■ **Assignment**:
Under this line are the records; write out word for word the part that begins at the line containing "Category: the small branch" and ends at the line containing "pixel 1378 203", and no more.

■ **Records supplied**:
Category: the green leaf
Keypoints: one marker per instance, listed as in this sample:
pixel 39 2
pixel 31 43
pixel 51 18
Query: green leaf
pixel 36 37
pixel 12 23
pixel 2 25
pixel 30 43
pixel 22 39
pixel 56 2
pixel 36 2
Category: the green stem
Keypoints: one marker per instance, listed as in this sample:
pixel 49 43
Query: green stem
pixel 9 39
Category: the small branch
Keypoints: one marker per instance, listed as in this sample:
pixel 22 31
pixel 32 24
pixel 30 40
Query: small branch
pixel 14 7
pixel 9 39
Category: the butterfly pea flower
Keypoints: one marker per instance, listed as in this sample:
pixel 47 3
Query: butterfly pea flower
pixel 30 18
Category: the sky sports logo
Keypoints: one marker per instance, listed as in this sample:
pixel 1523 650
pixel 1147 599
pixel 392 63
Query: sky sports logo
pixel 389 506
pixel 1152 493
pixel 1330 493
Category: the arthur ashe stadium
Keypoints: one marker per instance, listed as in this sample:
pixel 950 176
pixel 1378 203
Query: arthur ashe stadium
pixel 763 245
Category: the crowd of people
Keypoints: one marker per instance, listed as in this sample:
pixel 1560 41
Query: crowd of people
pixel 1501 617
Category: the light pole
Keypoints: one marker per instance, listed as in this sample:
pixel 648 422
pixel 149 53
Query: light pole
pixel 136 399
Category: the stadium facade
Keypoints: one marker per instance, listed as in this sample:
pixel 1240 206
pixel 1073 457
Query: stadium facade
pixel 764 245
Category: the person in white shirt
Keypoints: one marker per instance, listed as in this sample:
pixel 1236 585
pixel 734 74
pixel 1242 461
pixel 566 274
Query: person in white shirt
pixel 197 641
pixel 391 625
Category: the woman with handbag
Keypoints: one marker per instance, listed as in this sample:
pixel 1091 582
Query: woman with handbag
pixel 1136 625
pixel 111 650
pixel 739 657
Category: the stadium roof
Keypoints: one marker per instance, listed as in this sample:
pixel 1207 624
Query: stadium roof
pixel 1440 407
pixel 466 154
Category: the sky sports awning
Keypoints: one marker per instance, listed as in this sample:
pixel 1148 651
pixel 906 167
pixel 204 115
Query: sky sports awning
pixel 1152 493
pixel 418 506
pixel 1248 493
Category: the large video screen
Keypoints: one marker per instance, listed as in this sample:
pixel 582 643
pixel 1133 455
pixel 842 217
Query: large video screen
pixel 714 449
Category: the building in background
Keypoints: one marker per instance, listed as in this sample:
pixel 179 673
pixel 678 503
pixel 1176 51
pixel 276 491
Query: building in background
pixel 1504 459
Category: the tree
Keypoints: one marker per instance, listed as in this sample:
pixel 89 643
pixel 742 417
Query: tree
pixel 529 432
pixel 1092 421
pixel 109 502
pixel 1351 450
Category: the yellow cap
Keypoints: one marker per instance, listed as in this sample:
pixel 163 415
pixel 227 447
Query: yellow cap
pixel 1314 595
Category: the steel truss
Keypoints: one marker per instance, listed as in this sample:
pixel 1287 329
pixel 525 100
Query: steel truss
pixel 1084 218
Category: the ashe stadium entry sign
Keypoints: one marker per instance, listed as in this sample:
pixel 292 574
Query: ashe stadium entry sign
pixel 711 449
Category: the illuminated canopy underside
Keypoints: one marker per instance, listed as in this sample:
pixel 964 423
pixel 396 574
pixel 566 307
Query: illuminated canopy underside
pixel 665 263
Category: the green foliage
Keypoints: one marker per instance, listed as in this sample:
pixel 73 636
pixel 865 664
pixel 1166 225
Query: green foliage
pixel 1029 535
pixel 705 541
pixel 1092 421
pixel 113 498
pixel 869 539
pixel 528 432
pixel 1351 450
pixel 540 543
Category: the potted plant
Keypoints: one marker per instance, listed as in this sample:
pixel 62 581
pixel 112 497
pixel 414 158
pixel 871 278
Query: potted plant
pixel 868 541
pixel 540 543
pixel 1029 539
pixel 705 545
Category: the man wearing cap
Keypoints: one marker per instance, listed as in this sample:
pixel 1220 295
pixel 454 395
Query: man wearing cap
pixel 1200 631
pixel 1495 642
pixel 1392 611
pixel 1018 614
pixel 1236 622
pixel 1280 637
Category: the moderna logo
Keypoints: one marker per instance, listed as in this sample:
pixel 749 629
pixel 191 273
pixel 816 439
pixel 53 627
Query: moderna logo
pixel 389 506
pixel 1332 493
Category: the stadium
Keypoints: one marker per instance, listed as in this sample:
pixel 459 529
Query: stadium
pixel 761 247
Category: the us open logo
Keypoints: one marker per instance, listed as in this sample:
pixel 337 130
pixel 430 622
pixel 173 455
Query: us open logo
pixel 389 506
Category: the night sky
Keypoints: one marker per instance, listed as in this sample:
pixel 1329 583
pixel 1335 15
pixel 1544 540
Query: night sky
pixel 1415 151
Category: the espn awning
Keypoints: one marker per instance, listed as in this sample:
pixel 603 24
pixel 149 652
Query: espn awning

■ **Exercise output**:
Category: the small branch
Keypoints: one marker per instance, listed as in this sample:
pixel 22 31
pixel 32 24
pixel 30 40
Query: small branch
pixel 14 7
pixel 9 39
Category: the butterfly pea flower
Keypoints: one marker per instance, listed as in this sample:
pixel 47 3
Query: butterfly pea flower
pixel 30 18
Category: the sky sports logo
Keypoints: one marker per instance, listed as in this sample:
pixel 1523 650
pixel 1147 599
pixel 392 63
Query: sky sports logo
pixel 389 506
pixel 1152 493
pixel 1330 493
Category: the arthur ashe stadium
Keypoints: one marker per instance, listed as in this sample:
pixel 950 176
pixel 1378 203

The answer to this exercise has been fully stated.